+++ Excerpted records
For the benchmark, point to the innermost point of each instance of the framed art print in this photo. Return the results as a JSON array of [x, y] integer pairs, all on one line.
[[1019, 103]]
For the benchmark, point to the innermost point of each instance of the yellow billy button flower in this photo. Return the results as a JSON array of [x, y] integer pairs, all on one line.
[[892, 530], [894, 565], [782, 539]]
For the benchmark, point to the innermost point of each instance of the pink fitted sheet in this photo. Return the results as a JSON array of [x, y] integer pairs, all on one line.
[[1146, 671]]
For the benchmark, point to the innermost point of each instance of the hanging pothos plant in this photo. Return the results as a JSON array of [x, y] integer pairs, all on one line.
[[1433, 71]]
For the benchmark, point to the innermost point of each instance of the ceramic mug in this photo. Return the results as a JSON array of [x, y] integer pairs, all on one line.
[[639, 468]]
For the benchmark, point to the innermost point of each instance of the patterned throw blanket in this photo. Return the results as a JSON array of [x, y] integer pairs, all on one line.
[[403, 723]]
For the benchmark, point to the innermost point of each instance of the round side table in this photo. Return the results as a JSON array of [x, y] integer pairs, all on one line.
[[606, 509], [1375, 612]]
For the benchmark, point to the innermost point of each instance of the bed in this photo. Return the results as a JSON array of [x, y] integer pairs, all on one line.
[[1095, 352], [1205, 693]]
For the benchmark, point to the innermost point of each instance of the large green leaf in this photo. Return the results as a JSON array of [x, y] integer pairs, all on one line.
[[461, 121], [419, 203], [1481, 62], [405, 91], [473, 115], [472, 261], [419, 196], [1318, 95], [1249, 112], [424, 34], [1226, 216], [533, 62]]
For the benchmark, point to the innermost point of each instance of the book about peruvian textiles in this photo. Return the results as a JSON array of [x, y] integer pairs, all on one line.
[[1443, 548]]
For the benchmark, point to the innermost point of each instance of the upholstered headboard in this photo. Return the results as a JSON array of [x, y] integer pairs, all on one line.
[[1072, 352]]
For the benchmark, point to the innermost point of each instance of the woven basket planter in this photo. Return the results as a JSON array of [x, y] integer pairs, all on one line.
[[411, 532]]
++++++
• Task objective:
Reproduce the data starting with the line containing "of the woven" and going on through the end of the data, swapping "basket planter" for "plant pot" and leaving everything else unchanged.

• Exercise response:
For the benchmark, point to the innermost point of each instance of the woven plant pot in this photo. Return the results as a JSON array of [x, y] integer pairs, all on one line.
[[411, 532]]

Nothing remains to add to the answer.